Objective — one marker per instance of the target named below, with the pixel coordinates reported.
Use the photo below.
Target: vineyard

──────

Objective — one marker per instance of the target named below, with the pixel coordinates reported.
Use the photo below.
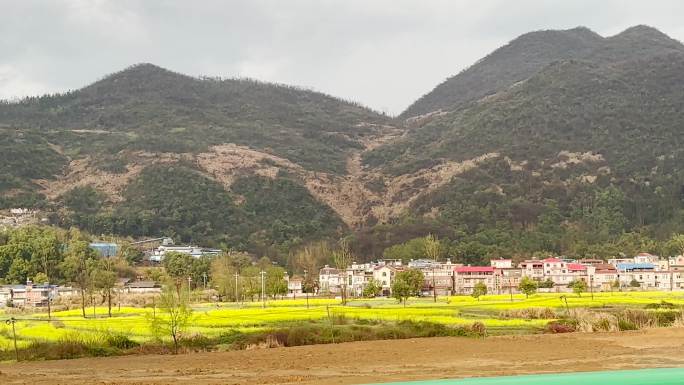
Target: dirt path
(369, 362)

──────

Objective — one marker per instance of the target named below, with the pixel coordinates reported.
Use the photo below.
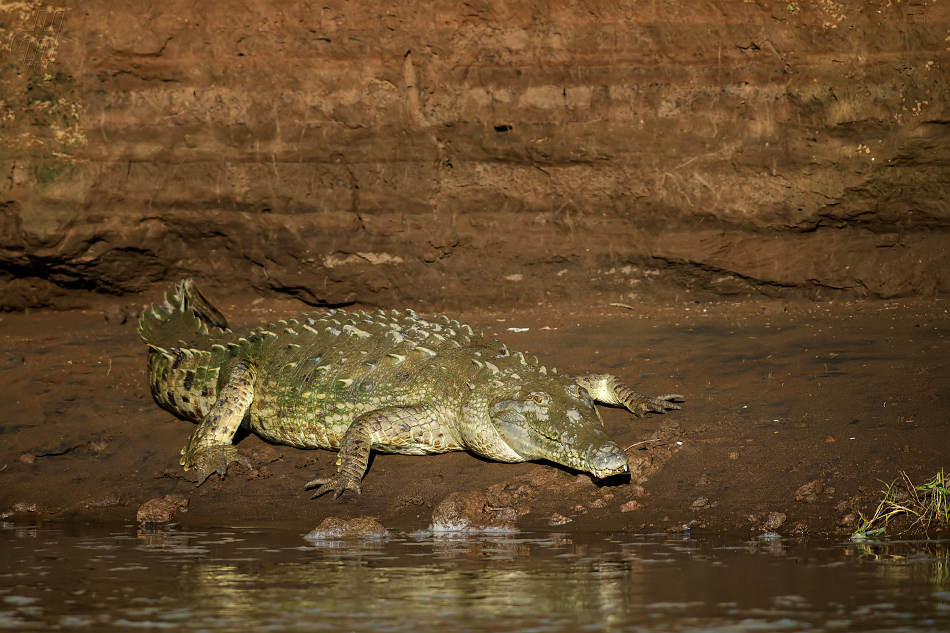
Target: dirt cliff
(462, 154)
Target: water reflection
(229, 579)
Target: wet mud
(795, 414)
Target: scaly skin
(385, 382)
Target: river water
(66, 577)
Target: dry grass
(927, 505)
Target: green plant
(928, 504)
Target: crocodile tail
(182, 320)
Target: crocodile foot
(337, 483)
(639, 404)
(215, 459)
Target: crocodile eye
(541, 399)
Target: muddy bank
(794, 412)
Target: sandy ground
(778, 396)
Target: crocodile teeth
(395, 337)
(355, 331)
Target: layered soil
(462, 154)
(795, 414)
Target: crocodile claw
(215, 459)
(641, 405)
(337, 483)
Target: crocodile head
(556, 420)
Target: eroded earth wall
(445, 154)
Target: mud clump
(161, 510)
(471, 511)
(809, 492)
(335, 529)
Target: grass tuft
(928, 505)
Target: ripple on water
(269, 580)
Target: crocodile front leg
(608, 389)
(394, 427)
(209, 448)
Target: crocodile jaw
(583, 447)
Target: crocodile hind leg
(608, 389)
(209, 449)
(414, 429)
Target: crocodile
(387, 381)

──────

**Problem to work on**
In the records above, find every line that contains the word "crocodile" and report each of those lines in full.

**The result**
Target: crocodile tail
Target: crocodile foot
Target: crocodile eye
Target: crocodile teeth
Target: crocodile claw
Target: crocodile head
Target: crocodile front leg
Target: crocodile jaw
Target: crocodile hind leg
Target: crocodile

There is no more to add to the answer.